What to do =>
Starting from the line containing "Practice step: locate the red arch", write out every remaining line exactly, the last one included.

Material for the task =>
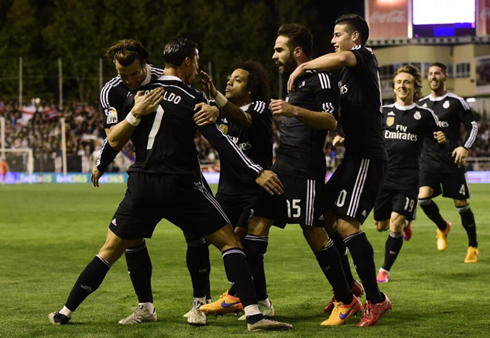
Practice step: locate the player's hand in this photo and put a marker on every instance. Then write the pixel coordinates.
(268, 180)
(440, 137)
(96, 174)
(338, 140)
(281, 107)
(294, 76)
(460, 154)
(146, 104)
(205, 114)
(208, 85)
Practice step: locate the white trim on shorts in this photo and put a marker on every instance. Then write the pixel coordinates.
(358, 188)
(310, 202)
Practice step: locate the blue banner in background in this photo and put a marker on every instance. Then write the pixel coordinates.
(211, 177)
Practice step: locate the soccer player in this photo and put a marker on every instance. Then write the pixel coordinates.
(307, 115)
(406, 125)
(247, 120)
(165, 181)
(352, 189)
(131, 61)
(446, 167)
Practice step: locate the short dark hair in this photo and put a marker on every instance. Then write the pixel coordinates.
(177, 50)
(126, 51)
(354, 23)
(258, 79)
(298, 35)
(440, 65)
(414, 71)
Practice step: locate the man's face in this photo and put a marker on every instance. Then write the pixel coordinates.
(282, 56)
(237, 85)
(342, 40)
(404, 87)
(193, 68)
(132, 75)
(436, 78)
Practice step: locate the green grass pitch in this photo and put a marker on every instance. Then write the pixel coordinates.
(48, 233)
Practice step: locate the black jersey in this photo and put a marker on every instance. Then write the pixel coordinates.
(451, 110)
(164, 139)
(404, 131)
(256, 142)
(360, 107)
(114, 94)
(300, 151)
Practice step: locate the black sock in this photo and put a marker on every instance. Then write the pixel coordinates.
(468, 220)
(344, 257)
(198, 264)
(88, 281)
(140, 269)
(363, 255)
(255, 248)
(432, 211)
(329, 261)
(392, 249)
(239, 275)
(260, 283)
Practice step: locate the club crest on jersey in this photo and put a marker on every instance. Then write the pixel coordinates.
(390, 119)
(224, 128)
(111, 114)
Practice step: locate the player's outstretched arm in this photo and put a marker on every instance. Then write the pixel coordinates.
(314, 119)
(330, 61)
(205, 114)
(268, 180)
(119, 134)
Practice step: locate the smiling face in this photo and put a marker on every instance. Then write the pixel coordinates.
(404, 88)
(237, 88)
(132, 75)
(283, 56)
(437, 79)
(342, 40)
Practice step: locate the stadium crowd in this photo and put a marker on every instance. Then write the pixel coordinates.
(37, 126)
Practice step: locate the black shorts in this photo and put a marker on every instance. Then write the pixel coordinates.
(394, 200)
(354, 186)
(452, 185)
(239, 212)
(301, 203)
(180, 199)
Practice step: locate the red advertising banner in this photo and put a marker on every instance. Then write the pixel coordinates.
(388, 18)
(483, 18)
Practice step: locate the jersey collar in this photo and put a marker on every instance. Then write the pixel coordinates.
(400, 107)
(439, 98)
(148, 76)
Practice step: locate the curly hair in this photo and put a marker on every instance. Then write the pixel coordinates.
(298, 35)
(414, 71)
(126, 51)
(258, 79)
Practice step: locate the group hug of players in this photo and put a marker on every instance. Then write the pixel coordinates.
(382, 168)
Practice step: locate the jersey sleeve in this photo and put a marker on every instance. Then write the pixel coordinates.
(327, 94)
(111, 101)
(260, 114)
(470, 124)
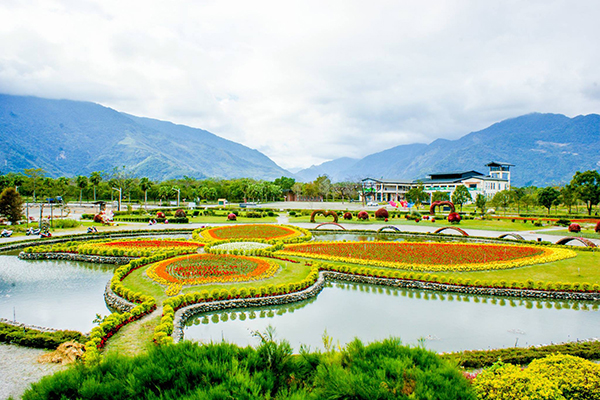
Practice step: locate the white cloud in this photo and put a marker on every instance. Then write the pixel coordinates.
(309, 81)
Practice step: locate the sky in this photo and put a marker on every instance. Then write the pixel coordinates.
(309, 81)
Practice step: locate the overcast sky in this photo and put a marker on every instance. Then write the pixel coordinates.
(309, 81)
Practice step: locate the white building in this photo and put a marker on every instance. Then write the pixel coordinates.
(477, 183)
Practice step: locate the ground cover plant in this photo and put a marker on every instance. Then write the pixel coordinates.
(288, 234)
(380, 370)
(556, 376)
(429, 256)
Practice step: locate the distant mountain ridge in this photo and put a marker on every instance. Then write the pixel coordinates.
(68, 138)
(545, 148)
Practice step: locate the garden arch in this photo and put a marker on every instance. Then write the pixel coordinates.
(388, 227)
(515, 235)
(323, 213)
(441, 203)
(587, 243)
(452, 228)
(330, 223)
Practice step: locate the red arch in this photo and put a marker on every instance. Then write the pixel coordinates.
(568, 239)
(453, 228)
(330, 223)
(441, 203)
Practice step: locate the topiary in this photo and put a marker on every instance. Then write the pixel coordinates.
(381, 213)
(575, 228)
(454, 218)
(363, 215)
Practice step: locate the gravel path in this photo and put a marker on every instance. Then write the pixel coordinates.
(20, 368)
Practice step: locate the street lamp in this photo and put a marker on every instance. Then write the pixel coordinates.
(120, 190)
(178, 195)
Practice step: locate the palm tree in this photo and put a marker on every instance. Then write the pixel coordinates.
(95, 178)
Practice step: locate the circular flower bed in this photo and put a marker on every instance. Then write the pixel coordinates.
(430, 256)
(199, 269)
(252, 231)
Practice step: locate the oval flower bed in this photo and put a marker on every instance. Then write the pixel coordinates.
(430, 256)
(284, 233)
(143, 246)
(209, 268)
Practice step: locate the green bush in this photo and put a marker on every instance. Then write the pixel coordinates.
(380, 370)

Reply =>
Practice step: locate the red arch in this photo and put a marker on every instance. Then write the pixel coordinates.
(568, 239)
(453, 228)
(330, 223)
(441, 203)
Practice step: locate the topiary in this photo and put a marker on every instance. Then write the pixel coordinates.
(381, 213)
(575, 228)
(454, 218)
(363, 215)
Practice step: locate the gravel path in this photo and put a marker on every instance. Then write the pixel coordinates.
(20, 368)
Practice step: locate the street lamp in this photo and put a marker on every instance. Then write the pixel coordinates.
(120, 190)
(178, 195)
Practice step: locate the palm tree in this photo and put a marker on every instance. Then write the pixel coordinates.
(95, 178)
Practice step: locate the circular flower bed in this photo and put a marker on every instance. Then write the pixel coordinates.
(430, 256)
(199, 269)
(252, 231)
Practice step: locate the oval flower bed in this photo and put a marker on every instance. Then write the pixel coordinates.
(430, 256)
(284, 233)
(143, 246)
(209, 268)
Practice step: locate the green bush in this photo and put a marker on every instance. Then write the pixel coordinates.
(380, 370)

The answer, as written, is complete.